··· DOCUMENT SECTION
Tyler Cowen isn’t so sure that Mitt Romney will repeal Obamacare if he’s elected president:
I expect Romney to claim he has repealed ACA, but in fact he will change five aspects of the law and cement the rest of it in place, albeit in a less progressive manner and with lower Medicaid expenditures. (Outright repeal actually would not be easy, not to mention filibuster issues.) He knows he doesn’t have any other “right-wing health care plan” in his back pocket, won’t be willing to restore the status quo ex ante, and he will be willing to take the “Tea Party knock on the chin” very early on in his term, hoping to repair the fence later. Ultimately letting the issue fester doesn’t help him, and he is smart enough to realize that.
I’m not so sure about this. The question isn’t so much what Romney truly wants to do, it’s what a Republican Congress wants to do and whether Romney would actively oppose them. My guess is that a Republican Congress will be pretty single-minded about repealing as much of Obamacare as they possibly can and that Romney won’t stand in their way.
But how much can they repeal? That’s a good question, so here’s the best case scenario for liberals. Republicans can use the reconciliation process to repeal any part of Obamacare that’s budget related, and that means they can repeal a big chunk of Obamacare with only 51 votes. But they can’t use reconciliation to repeal pieces of the law that are strictly regulatory in nature. For that they need to use regular order, and that means they’ll need 60 votes to overcome a Democratic filibuster, which they probably won’t be able to get.
······
### REQUIRED WORK
Write a continuation of the passage on whether Mitt Romney and a Republican Congress would repeal Obamacare, picking up right after its final sentence.
··· RECORDS PROVIDED
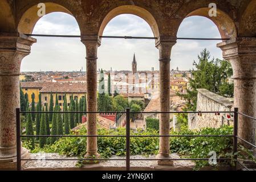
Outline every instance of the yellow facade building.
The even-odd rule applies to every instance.
[[[56,95],[59,105],[63,109],[64,98],[66,94],[68,106],[73,96],[74,99],[78,101],[86,94],[86,84],[83,83],[56,83],[56,82],[22,82],[21,88],[24,94],[29,95],[29,101],[32,102],[31,96],[35,94],[35,102],[38,102],[39,94],[41,94],[41,101],[43,106],[49,106],[51,94],[53,96],[53,101],[56,103]]]

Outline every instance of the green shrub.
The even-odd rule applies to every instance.
[[[82,128],[79,135],[87,134],[86,129]],[[178,131],[170,131],[170,135],[231,135],[233,127],[224,126],[218,129],[205,128],[199,131],[181,129]],[[118,128],[116,130],[99,129],[99,135],[125,135],[125,129]],[[74,135],[71,133],[70,135]],[[147,131],[138,131],[133,135],[157,135],[159,131],[148,129]],[[218,158],[232,158],[232,137],[170,137],[170,150],[177,152],[182,158],[209,158],[210,151],[215,151]],[[98,137],[98,152],[102,158],[108,158],[112,155],[124,156],[125,155],[125,137]],[[57,152],[68,156],[76,156],[83,158],[86,154],[86,137],[62,138],[52,145],[47,145],[43,149],[36,147],[31,152],[38,152],[43,150],[46,152]],[[157,154],[159,150],[158,137],[131,137],[131,154],[149,155]],[[198,160],[196,169],[208,166],[208,161]]]
[[[159,119],[148,118],[146,119],[147,129],[159,131]]]

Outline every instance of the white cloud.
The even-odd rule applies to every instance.
[[[75,18],[64,13],[55,13],[42,18],[36,23],[34,34],[79,35]],[[132,15],[121,15],[107,25],[103,35],[153,36],[148,24]],[[192,16],[184,19],[177,36],[220,38],[215,24],[206,18]],[[216,41],[178,40],[172,51],[171,68],[189,69],[204,48],[214,57],[221,58]],[[22,71],[74,71],[85,68],[85,47],[80,39],[38,38],[31,53],[22,61]],[[98,50],[97,67],[104,69],[131,70],[135,52],[138,69],[149,70],[159,67],[159,52],[154,40],[103,39]]]

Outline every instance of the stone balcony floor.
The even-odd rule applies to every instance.
[[[177,154],[172,154],[173,158],[180,158]],[[155,159],[156,156],[151,155],[148,158],[135,155],[131,156],[131,159]],[[30,159],[36,159],[38,160],[27,161],[23,166],[23,170],[108,170],[120,171],[125,170],[125,161],[124,160],[107,160],[99,164],[85,164],[82,167],[76,166],[77,160],[75,161],[44,161],[43,159],[77,159],[76,157],[67,157],[58,154],[38,153],[30,154]],[[113,156],[111,159],[125,159],[125,156]],[[176,160],[173,166],[158,166],[156,161],[131,161],[131,170],[172,170],[188,171],[193,170],[194,163],[191,161]]]

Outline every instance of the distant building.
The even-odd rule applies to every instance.
[[[135,53],[133,55],[133,60],[132,63],[132,74],[136,74],[137,73],[137,62],[136,60],[135,59]]]
[[[46,106],[50,104],[51,93],[53,95],[54,103],[56,102],[56,95],[60,109],[63,109],[64,96],[66,95],[68,105],[72,95],[74,99],[84,97],[86,94],[86,84],[83,83],[54,83],[54,82],[21,82],[21,86],[24,93],[29,96],[29,102],[31,103],[31,95],[35,94],[35,102],[38,102],[39,94],[41,93],[42,104]]]

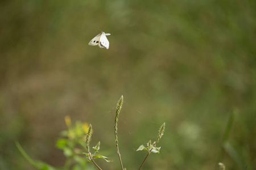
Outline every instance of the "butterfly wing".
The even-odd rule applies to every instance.
[[[106,34],[104,32],[102,33],[100,38],[100,43],[98,46],[100,48],[106,48],[107,49],[109,48],[109,42],[106,37]]]
[[[101,37],[101,35],[102,33],[101,33],[97,35],[95,37],[94,37],[89,42],[89,45],[97,45],[100,44],[100,38]]]

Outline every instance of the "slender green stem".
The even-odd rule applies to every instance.
[[[123,97],[122,95],[120,99],[119,99],[118,102],[117,104],[117,108],[115,110],[115,125],[114,126],[114,135],[115,137],[115,145],[117,146],[117,154],[118,155],[119,157],[119,160],[120,161],[120,164],[121,165],[122,170],[123,170],[123,164],[122,163],[122,159],[121,158],[121,154],[120,151],[119,151],[119,147],[118,147],[118,139],[117,138],[117,122],[118,121],[118,116],[119,113],[120,113],[121,109],[122,109],[122,105],[123,105]]]
[[[156,137],[156,139],[155,139],[155,141],[153,143],[153,146],[155,147],[155,146],[156,145],[156,143],[158,143],[159,142],[160,139],[161,139],[163,135],[164,134],[164,129],[166,127],[166,123],[163,123],[163,125],[162,125],[161,127],[160,127],[159,130],[158,131],[158,137]],[[151,141],[150,141],[150,144],[148,144],[148,145],[151,144]],[[140,170],[141,169],[141,168],[142,168],[143,165],[144,164],[144,163],[145,163],[146,159],[147,159],[147,156],[148,156],[149,154],[150,154],[150,153],[152,151],[152,150],[153,148],[151,148],[148,153],[147,154],[147,156],[146,156],[145,159],[144,159],[143,162],[142,162],[142,163],[141,165],[141,167],[139,167],[139,170]]]
[[[143,162],[141,164],[141,167],[139,167],[139,170],[140,170],[140,169],[141,169],[141,168],[142,168],[142,166],[143,165],[145,161],[146,161],[146,159],[147,159],[147,156],[148,156],[149,154],[150,154],[150,152],[151,152],[151,151],[152,151],[152,149],[153,149],[153,148],[151,148],[151,150],[149,151],[149,152],[147,154],[147,156],[146,156],[145,159],[144,159]]]
[[[94,164],[94,165],[98,168],[99,169],[102,170],[100,167],[96,164],[96,163],[93,160],[93,158],[92,158],[92,155],[90,155],[90,153],[88,152],[89,156],[90,156],[90,160]],[[94,157],[94,156],[93,156]]]

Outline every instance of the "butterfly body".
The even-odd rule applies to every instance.
[[[89,42],[90,45],[97,45],[100,48],[106,48],[107,49],[109,48],[109,42],[106,38],[106,36],[110,35],[110,33],[105,33],[104,32],[101,32],[101,33],[97,35]]]

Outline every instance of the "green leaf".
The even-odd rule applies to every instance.
[[[151,147],[150,148],[148,148],[149,151],[151,151],[151,152],[152,153],[158,153],[159,154],[160,148],[161,147]]]
[[[147,151],[147,148],[146,148],[146,147],[144,146],[144,145],[142,144],[142,145],[141,145],[141,146],[139,147],[139,148],[136,150],[136,151],[142,151],[142,150],[143,150]]]
[[[113,160],[111,160],[109,158],[101,155],[97,155],[94,156],[94,158],[101,158],[106,160],[107,162],[113,162]]]
[[[63,149],[68,143],[67,139],[64,138],[59,139],[56,142],[55,146],[59,149]]]
[[[90,155],[88,153],[83,152],[82,154],[85,154],[86,155],[86,159],[88,162],[92,162],[92,160],[90,159]]]

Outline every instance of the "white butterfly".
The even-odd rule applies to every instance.
[[[109,49],[109,42],[106,36],[110,35],[110,33],[105,33],[104,32],[101,32],[101,33],[90,40],[90,42],[89,42],[89,45],[94,46],[98,44],[98,46],[100,48],[106,47],[106,49]]]

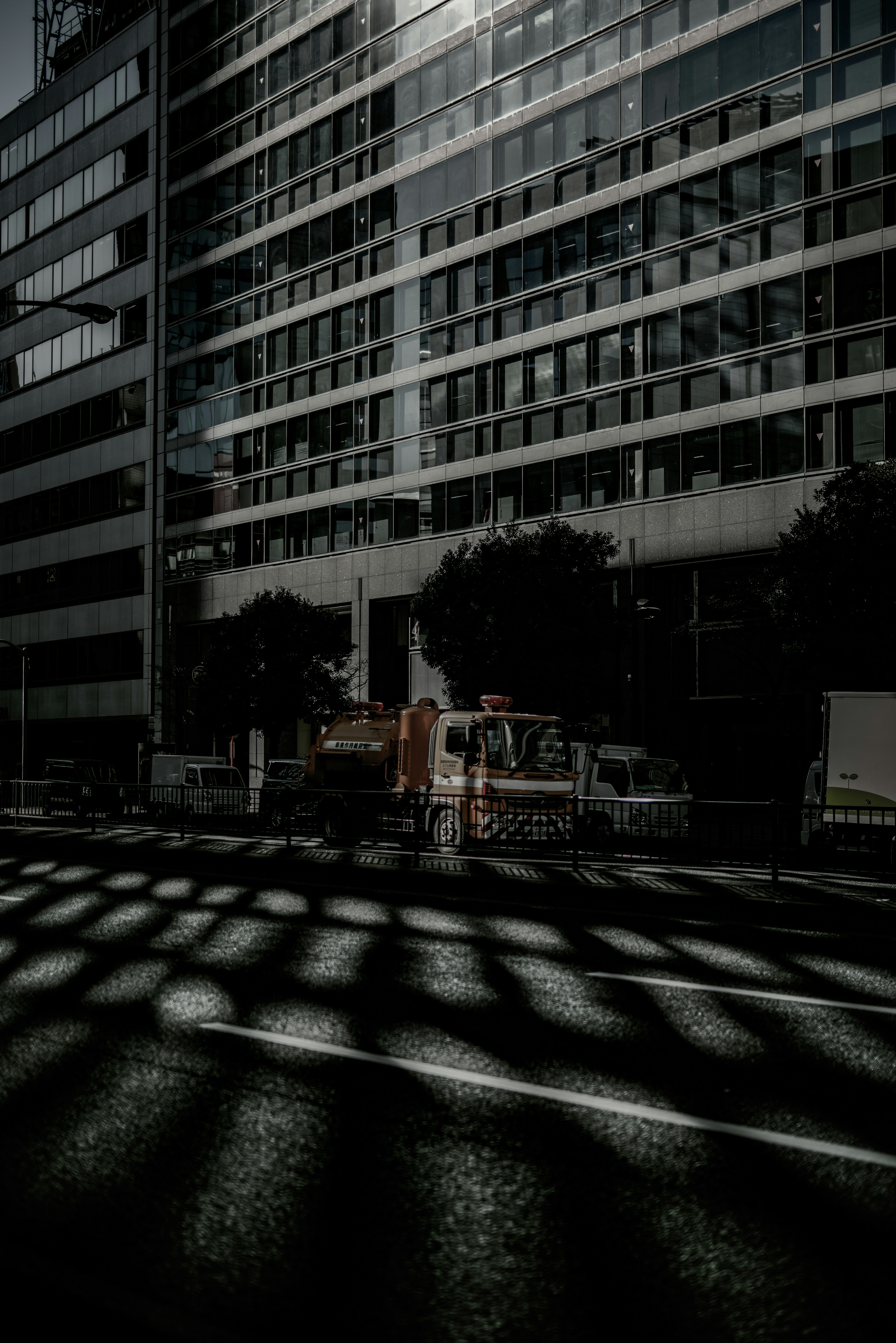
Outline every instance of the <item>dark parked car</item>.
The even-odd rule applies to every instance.
[[[56,811],[77,817],[91,813],[120,815],[124,811],[125,790],[113,787],[117,783],[116,771],[107,760],[47,760],[43,776],[47,780],[44,817]]]
[[[282,830],[286,817],[296,810],[298,790],[305,787],[305,759],[269,760],[258,811],[266,825]]]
······
### EXERCISE RESPONSE
So which parts are purely regulatory? There are several, but the two most important are guaranteed issue and community rating. The first means that insurance companies are required to sell insurance to anyone who wants it, and the second means that they have to charge everyone the same price. (With a few specific exceptions, like designated higher rates based on age.) So what happens if they repeal most of Obamacare but not those two parts? That’s a little tricky to answer.
One possibility is that insurance companies go ballistic. If they’re required to sell insurance to everyone, even the chronically ill, at the same price, then they’ll soon go bankrupt as sick people flood into the system. So they’ll demand that things like the individual mandate and the subsidies be restored, and at some point Republicans will cave in and do it. Obamacare will be crippled, but not completely dead.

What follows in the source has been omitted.